| Text shown |
- Genre: Historical drama;
- Created by: Marissa Jo Cerar
- Based on: Emmett Till: The Murder That Shocked the World and Propelled the Civil Rights Movement by Devery S. Anderson
- Starring: Adrienne Warren; Tonya Pinkins; Gary Basaraba; Cedric Joe; Glynn Turman; Ray Fisher; Chris Coy; Julia McDermott; Carter Jenkins;
- Country of origin: United States
- No. of episodes: 6

Production
- Executive producers: Marissa Jo Cerar; Gina Prince-Bythewood; Jay-Z; Jay Brown; Tyran "Ty Ty" Smith; Will Smith; Aaron Kaplan; James Lassiter; Dana Honor; Rosanna Grace; Alex Foster; John P. Middleton; David Clark;
- Running time: 43–54 minutes
- Production companies: Two Drifters; Westbrook Studios; Roc Nation; Kapital Entertainment;
- Budget: $39.5 million

Original release
- Network: ABC
- Release: January 6 – January 20, 2022

Related
- Let The World See

= Women of the Movement =

US historical drama television series

Women of the Movement is an American historical drama miniseries that premiered on ABC on January 6, 2022. Created by Marissa Jo Cerar, the series centers on Mamie Till-Mobley, played by Adrienne Warren, who devoted her life to seeking justice for her murdered son Emmett, played by Cedric Joe. Tonya Pinkins also co-stars as Alma Carthan, Emmett's grandmother.

The series is based on the book Emmett Till: The Murder That Shocked the World and Propelled the Civil Rights Movement by Devery S. Anderson. In August 2021 during post-production, the book Death of Innocence: The Story of the Hate Crime That Changed America by Mamie Till-Mobley and Christopher Benson, was also added to the project.

==Background==
In 1955, Mamie Till-Mobley's son Emmett Till was murdered in Mississippi during the Jim Crow era. Her fight to get justice for him and to make sure he would not be forgotten would ultimately help to spawn the civil rights movement.

==Cast and characters==
===Main===
- Adrienne Warren as Mamie Till-Mobley
- Tonya Pinkins as Alma Carthan, Mamie's mother and Emmett's grandmother
- Cedric Joe as Emmett Louis "Bobo" Till
- Glynn Turman as Rev. Mose Wright, Mamie's uncle
- Ray Fisher as Gene Mobley. Mamie's boyfriend
- Chris Coy as J. W. Milam, Roy's half-brother
- Julia McDermott as Carolyn Bryant, Roy's wife
- Carter Jenkins as Roy Bryant
- Gary Basaraba as Sheriff Clarence Strider

===Recurring===
- Jamir Vega as Simeon Wright, Emmett's cousin
- Tony Vaughn as John Carthan
- Joshua Caleb Johnson as Wheeler Parker Jr.
- Leslie Silva as Ruby Hurley, the South-Western Director of the NAACP
- Chris Butler as Rayfield Mooty, a well-networked steel worker from Chicago who takes up Mamie's cause.

| To do |
Answer these questions using the Women of the Movement text:
1. Which network aired the miniseries?
2. Who plays Rev. Mose Wright?
3. In what year was Emmett Till murdered?

[Point localization items]
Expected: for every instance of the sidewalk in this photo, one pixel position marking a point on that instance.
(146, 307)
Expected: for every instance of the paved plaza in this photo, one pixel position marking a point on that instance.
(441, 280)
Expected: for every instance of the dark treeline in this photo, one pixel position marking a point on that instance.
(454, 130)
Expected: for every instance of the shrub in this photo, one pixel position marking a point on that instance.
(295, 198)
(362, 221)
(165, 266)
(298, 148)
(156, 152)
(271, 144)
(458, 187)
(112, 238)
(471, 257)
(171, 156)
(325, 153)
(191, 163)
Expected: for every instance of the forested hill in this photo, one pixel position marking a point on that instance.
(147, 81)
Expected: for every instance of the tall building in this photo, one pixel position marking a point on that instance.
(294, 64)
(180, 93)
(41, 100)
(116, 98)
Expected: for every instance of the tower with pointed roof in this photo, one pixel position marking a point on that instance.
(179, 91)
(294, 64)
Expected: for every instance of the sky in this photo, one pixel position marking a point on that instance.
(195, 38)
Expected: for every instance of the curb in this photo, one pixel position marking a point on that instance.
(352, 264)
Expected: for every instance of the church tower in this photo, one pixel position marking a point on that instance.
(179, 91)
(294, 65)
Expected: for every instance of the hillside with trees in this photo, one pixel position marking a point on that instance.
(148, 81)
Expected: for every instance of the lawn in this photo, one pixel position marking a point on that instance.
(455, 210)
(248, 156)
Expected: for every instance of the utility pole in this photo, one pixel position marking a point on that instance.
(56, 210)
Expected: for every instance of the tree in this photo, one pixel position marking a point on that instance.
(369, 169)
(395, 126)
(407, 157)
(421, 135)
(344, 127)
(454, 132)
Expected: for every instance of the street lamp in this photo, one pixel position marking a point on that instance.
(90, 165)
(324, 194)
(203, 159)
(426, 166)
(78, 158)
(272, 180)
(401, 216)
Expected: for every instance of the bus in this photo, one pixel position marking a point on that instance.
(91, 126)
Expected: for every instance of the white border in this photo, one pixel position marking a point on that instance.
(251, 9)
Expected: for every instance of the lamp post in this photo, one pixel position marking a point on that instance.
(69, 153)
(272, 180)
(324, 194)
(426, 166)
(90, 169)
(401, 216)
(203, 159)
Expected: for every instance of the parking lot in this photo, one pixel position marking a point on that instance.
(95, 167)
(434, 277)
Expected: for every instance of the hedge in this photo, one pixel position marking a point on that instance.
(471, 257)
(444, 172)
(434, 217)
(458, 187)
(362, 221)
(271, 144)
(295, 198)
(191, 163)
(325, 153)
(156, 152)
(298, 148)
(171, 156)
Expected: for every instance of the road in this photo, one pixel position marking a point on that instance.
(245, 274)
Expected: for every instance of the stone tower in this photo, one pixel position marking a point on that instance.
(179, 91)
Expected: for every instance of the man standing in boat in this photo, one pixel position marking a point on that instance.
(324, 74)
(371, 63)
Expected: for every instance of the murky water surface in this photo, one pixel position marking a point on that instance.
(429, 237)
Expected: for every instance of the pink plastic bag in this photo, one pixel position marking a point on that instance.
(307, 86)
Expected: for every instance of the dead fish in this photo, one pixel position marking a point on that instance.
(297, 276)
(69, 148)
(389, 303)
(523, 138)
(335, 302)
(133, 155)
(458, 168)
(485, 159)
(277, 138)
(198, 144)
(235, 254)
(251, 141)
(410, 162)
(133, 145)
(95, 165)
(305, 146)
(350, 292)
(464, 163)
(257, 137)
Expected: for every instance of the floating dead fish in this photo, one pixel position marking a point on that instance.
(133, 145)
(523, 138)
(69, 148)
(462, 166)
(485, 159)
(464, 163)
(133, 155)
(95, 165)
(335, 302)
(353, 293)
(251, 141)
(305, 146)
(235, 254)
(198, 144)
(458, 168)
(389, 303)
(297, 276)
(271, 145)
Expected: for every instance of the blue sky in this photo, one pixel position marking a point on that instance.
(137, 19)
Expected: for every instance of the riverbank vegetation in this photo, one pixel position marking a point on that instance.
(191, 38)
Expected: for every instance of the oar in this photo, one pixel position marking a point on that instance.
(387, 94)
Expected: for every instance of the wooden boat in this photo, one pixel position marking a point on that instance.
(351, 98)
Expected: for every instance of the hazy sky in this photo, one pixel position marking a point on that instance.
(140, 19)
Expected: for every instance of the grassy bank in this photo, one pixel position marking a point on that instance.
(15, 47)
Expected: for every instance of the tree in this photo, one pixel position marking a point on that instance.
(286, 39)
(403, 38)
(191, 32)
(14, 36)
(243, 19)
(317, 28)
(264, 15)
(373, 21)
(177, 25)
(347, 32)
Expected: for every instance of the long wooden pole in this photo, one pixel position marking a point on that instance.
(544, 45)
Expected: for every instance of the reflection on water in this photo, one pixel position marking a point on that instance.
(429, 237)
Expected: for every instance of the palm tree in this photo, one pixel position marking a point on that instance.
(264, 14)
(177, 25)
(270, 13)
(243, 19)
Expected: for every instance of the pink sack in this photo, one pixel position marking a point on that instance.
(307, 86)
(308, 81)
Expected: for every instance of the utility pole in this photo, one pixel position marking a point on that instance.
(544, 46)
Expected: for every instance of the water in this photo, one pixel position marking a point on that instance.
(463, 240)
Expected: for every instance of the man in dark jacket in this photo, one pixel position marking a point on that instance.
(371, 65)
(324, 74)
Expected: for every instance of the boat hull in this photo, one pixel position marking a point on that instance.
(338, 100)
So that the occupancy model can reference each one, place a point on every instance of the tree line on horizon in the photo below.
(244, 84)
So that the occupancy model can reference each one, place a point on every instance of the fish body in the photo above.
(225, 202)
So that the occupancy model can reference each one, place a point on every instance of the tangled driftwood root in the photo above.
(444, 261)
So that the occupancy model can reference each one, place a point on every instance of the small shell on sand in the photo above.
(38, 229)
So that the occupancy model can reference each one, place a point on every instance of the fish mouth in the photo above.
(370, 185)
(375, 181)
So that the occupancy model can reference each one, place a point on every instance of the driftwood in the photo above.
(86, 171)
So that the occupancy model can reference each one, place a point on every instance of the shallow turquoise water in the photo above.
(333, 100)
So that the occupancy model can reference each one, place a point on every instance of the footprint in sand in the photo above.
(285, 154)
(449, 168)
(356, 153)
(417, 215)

* * *

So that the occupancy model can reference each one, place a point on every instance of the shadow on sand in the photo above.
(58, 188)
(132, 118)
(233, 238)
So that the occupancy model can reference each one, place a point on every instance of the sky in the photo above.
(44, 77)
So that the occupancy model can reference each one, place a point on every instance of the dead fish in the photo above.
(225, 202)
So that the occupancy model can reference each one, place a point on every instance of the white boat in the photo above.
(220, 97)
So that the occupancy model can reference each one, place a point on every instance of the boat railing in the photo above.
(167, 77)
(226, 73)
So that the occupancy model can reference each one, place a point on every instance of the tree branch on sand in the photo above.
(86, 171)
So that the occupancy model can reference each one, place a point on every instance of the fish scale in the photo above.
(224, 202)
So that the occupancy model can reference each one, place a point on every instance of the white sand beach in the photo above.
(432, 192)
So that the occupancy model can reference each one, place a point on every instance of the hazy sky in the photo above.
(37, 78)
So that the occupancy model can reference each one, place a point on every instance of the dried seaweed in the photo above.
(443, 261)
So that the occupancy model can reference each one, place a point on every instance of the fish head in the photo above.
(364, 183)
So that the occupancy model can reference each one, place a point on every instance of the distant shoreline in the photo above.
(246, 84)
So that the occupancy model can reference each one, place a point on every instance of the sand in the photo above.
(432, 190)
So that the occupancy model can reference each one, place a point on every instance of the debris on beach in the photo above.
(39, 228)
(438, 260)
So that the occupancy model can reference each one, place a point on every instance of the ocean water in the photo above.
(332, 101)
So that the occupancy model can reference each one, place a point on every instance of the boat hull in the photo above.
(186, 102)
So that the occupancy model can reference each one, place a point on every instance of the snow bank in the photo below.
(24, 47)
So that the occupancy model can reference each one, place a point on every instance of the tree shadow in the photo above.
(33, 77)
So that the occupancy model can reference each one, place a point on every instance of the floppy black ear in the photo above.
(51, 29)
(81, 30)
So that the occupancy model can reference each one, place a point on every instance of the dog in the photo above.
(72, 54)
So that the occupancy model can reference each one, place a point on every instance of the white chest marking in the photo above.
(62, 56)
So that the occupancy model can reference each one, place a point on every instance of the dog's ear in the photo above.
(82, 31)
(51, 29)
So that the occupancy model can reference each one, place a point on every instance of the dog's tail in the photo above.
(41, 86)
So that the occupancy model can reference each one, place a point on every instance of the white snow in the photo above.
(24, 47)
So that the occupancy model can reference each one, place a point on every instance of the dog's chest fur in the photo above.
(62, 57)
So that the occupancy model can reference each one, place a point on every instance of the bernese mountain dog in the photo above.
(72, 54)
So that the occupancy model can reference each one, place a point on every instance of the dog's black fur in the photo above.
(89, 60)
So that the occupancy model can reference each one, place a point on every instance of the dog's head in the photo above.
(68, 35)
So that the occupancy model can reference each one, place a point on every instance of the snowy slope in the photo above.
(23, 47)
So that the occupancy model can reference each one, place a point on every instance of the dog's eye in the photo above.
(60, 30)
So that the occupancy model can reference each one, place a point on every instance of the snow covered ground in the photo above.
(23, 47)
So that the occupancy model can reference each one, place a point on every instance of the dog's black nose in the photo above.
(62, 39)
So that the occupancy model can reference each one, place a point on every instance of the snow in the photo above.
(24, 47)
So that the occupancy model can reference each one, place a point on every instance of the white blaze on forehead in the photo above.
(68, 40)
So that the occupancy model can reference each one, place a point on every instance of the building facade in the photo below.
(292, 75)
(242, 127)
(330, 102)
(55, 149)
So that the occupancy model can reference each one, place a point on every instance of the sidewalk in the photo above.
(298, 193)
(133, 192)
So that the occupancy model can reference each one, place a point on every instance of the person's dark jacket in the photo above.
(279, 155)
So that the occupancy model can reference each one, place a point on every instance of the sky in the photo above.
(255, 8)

...

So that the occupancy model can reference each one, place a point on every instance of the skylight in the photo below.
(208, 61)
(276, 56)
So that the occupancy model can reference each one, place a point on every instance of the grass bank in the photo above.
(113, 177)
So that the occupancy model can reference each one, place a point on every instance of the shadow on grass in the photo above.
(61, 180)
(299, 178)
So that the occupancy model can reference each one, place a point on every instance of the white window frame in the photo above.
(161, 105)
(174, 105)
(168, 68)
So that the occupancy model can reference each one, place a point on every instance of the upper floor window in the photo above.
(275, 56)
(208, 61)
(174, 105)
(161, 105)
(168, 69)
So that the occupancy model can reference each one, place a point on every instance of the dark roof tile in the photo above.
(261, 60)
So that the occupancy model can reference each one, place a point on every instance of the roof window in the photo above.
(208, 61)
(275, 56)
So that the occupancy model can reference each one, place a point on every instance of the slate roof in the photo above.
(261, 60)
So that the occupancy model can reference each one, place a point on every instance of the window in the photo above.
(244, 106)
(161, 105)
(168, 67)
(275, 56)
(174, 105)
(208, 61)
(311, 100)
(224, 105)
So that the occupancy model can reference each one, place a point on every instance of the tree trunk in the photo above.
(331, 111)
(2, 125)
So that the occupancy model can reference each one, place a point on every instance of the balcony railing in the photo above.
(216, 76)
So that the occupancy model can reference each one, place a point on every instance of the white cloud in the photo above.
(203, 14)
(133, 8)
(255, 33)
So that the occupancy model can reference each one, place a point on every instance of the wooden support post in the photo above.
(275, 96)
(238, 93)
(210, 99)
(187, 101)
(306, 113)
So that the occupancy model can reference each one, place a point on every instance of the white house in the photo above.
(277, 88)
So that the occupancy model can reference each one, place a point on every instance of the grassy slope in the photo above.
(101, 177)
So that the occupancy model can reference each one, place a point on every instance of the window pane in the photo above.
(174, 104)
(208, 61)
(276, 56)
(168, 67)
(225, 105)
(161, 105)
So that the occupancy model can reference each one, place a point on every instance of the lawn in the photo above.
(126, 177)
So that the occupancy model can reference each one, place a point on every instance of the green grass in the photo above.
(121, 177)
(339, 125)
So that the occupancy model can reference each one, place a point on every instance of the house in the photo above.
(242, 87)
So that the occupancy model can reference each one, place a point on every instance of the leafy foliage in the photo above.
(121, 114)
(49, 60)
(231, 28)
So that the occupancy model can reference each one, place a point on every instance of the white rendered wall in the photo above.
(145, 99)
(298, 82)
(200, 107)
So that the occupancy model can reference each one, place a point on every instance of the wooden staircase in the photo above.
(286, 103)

| Your solution |
1. ABC
2. Glynn Turman
3. 1955